====== PROVIDED MATERIAL ======

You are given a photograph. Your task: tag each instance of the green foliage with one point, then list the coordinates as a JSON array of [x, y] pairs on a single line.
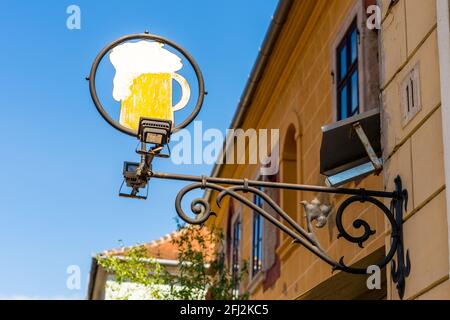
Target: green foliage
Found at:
[[201, 272]]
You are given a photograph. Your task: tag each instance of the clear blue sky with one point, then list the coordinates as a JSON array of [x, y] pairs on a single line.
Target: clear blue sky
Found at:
[[61, 163]]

======

- [TASK PROMPT]: Rewrite the data above, replacing "tag" with "mark" and changing nothing else. Omit the pictures from your answer.

- [RESPONSE]:
You are given a photograph. Your task: mark each instance of the green foliage with one point, then list the coordinates as a JSON array of [x, y] pairs on a single line.
Target: green foliage
Found at:
[[201, 272]]
You are given a photograph. Your task: mark each instance of the clear blue sky with one point, then list the coordinates as a JSON array of [x, y] pairs on a single line.
Target: clear blue sky
Found at:
[[61, 163]]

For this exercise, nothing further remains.